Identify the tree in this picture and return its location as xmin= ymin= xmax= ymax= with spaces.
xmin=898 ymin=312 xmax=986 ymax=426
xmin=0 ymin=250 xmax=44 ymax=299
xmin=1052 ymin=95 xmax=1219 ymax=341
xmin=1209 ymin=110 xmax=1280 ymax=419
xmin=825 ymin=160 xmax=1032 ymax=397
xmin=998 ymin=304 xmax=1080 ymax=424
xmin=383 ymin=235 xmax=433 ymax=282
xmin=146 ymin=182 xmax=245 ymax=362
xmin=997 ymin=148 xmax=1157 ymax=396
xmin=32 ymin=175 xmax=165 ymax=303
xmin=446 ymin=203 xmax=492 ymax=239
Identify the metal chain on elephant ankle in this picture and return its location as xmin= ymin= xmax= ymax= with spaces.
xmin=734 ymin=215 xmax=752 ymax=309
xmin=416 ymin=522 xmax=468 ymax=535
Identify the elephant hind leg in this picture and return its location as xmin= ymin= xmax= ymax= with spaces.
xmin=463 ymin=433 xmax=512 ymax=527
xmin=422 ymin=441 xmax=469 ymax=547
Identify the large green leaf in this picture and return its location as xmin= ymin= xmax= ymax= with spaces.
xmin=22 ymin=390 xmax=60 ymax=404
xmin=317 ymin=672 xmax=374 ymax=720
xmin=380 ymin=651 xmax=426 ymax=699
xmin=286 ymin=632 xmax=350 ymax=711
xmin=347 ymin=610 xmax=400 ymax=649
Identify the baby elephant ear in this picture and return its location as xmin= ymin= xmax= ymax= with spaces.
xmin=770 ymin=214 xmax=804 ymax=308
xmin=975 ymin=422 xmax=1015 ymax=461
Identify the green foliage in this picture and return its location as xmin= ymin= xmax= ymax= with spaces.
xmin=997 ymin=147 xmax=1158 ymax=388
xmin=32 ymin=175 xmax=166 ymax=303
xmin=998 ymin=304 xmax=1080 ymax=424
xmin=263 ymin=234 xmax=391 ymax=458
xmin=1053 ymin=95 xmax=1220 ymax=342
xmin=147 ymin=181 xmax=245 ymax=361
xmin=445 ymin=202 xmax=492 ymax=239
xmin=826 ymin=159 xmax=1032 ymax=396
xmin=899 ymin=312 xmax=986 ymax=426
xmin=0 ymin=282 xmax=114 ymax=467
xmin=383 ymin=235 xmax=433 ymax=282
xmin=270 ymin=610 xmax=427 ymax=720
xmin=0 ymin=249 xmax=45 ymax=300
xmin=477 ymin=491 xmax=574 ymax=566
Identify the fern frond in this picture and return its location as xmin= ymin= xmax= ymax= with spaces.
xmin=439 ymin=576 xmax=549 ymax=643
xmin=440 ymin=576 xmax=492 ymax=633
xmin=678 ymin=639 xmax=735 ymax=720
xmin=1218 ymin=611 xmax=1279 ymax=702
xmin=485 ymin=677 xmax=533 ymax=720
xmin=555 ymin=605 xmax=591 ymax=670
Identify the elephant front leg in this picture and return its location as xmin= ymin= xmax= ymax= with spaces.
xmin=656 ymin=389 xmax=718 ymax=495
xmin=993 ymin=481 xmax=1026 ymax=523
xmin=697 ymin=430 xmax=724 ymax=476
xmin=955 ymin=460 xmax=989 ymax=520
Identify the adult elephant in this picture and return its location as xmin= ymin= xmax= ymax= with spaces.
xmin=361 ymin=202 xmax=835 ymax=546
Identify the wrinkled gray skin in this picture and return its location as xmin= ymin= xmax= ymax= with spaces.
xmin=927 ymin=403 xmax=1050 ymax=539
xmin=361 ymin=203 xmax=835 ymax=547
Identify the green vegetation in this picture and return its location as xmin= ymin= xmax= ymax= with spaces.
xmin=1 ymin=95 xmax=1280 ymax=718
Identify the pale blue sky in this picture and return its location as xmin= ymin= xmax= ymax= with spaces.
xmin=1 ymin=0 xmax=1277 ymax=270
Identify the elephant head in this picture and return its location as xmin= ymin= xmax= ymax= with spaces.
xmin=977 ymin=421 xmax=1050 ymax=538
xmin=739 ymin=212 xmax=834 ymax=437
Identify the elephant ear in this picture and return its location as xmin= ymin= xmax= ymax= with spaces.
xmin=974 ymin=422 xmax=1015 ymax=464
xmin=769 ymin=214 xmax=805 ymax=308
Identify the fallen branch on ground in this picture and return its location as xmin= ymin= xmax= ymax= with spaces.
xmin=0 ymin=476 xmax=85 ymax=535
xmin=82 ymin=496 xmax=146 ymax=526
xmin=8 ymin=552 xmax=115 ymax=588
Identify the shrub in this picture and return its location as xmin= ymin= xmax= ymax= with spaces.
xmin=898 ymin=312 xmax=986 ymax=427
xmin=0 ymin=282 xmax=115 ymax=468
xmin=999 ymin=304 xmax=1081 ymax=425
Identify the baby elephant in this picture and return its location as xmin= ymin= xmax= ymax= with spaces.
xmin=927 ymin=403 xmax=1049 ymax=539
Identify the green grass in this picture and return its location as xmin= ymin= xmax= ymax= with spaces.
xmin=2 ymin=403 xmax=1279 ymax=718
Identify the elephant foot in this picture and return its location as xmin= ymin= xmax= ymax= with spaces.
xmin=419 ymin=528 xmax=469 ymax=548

....

__WORK TO BE COMPLETED__. Could all of the entries be retyped word for word?

__OUTPUT OF THE EXERCISE__.
Identify the tree in this picture and return its location as xmin= ymin= xmax= ymax= with spaces.
xmin=898 ymin=312 xmax=986 ymax=426
xmin=0 ymin=250 xmax=44 ymax=299
xmin=1052 ymin=95 xmax=1219 ymax=341
xmin=1209 ymin=110 xmax=1280 ymax=419
xmin=825 ymin=160 xmax=1032 ymax=397
xmin=998 ymin=304 xmax=1080 ymax=424
xmin=383 ymin=235 xmax=433 ymax=282
xmin=146 ymin=182 xmax=245 ymax=362
xmin=997 ymin=148 xmax=1157 ymax=396
xmin=32 ymin=175 xmax=165 ymax=303
xmin=446 ymin=203 xmax=492 ymax=239
Identify the metal chain on elephant ankle in this picture and return its location as xmin= ymin= xmax= ymax= with spaces.
xmin=734 ymin=215 xmax=752 ymax=309
xmin=416 ymin=522 xmax=468 ymax=535
Identify the elephant hind leg in this picture and return its location as xmin= ymin= xmax= ymax= with spaces.
xmin=463 ymin=433 xmax=512 ymax=527
xmin=422 ymin=441 xmax=469 ymax=547
Identify the large green leaf in this picture and return its location as xmin= ymin= xmax= ymax= with spaces.
xmin=22 ymin=390 xmax=60 ymax=404
xmin=317 ymin=672 xmax=374 ymax=720
xmin=380 ymin=651 xmax=426 ymax=699
xmin=286 ymin=632 xmax=350 ymax=711
xmin=347 ymin=610 xmax=400 ymax=649
Identify the baby elephant ear in this picture and return its location as xmin= ymin= xmax= ymax= with spaces.
xmin=770 ymin=214 xmax=804 ymax=308
xmin=975 ymin=422 xmax=1015 ymax=461
Identify the green foliage in this picture and return its location as xmin= ymin= xmax= ymax= with spaces.
xmin=997 ymin=147 xmax=1158 ymax=388
xmin=32 ymin=175 xmax=166 ymax=303
xmin=998 ymin=304 xmax=1080 ymax=424
xmin=263 ymin=234 xmax=391 ymax=458
xmin=1053 ymin=95 xmax=1220 ymax=342
xmin=147 ymin=181 xmax=245 ymax=361
xmin=445 ymin=202 xmax=492 ymax=239
xmin=826 ymin=159 xmax=1032 ymax=396
xmin=899 ymin=312 xmax=986 ymax=426
xmin=0 ymin=282 xmax=114 ymax=467
xmin=383 ymin=235 xmax=433 ymax=282
xmin=270 ymin=610 xmax=427 ymax=720
xmin=0 ymin=249 xmax=45 ymax=300
xmin=477 ymin=491 xmax=574 ymax=566
Identify the fern frond in this picture and return its location as xmin= ymin= xmax= ymax= with spaces.
xmin=439 ymin=576 xmax=549 ymax=643
xmin=440 ymin=576 xmax=492 ymax=633
xmin=678 ymin=639 xmax=735 ymax=720
xmin=1218 ymin=611 xmax=1279 ymax=702
xmin=485 ymin=677 xmax=533 ymax=720
xmin=555 ymin=605 xmax=591 ymax=670
Identify the elephant front leg in this picture and return its location as xmin= ymin= xmax= ymax= with spaces.
xmin=656 ymin=389 xmax=718 ymax=495
xmin=993 ymin=481 xmax=1026 ymax=523
xmin=697 ymin=430 xmax=724 ymax=476
xmin=955 ymin=460 xmax=989 ymax=520
Identify the adult elephant in this picture and return its location as xmin= ymin= xmax= ymax= with spaces.
xmin=361 ymin=202 xmax=835 ymax=546
Identify the wrinkled gray skin in this picture and return its location as xmin= ymin= xmax= ymax= with spaces.
xmin=927 ymin=403 xmax=1050 ymax=539
xmin=361 ymin=203 xmax=835 ymax=547
Identify the green vegetation in this picture and return its location as xmin= ymin= xmax= ymax= with spaces.
xmin=1 ymin=95 xmax=1280 ymax=718
Identify the pale blue sky in this picture and return its location as xmin= ymin= xmax= ymax= with spaces.
xmin=1 ymin=0 xmax=1277 ymax=270
Identify the elephant head in this picture and return its location as xmin= ymin= xmax= ymax= with spaces.
xmin=977 ymin=421 xmax=1050 ymax=538
xmin=739 ymin=212 xmax=834 ymax=437
Identify the elephant ear in this picture and return its location as xmin= ymin= xmax= ymax= with spaces.
xmin=974 ymin=422 xmax=1015 ymax=464
xmin=769 ymin=214 xmax=805 ymax=308
Identify the fallen branch on ground in this picture and return its location as xmin= ymin= xmax= ymax= with spaces.
xmin=0 ymin=476 xmax=85 ymax=535
xmin=82 ymin=496 xmax=146 ymax=526
xmin=8 ymin=552 xmax=115 ymax=588
Identify the shrub in this picture and return its location as xmin= ymin= xmax= ymax= with spaces.
xmin=898 ymin=312 xmax=986 ymax=427
xmin=0 ymin=282 xmax=115 ymax=468
xmin=999 ymin=304 xmax=1081 ymax=425
Identify the baby elephant in this picture and return its location as xmin= ymin= xmax= ymax= with spaces.
xmin=927 ymin=403 xmax=1049 ymax=539
Identify the green grass in this picture and return its location as xmin= ymin= xmax= ymax= with spaces.
xmin=2 ymin=403 xmax=1279 ymax=718
Identify the elephant foot in this picture and return its location as xmin= ymin= xmax= ymax= with spaces.
xmin=419 ymin=528 xmax=469 ymax=548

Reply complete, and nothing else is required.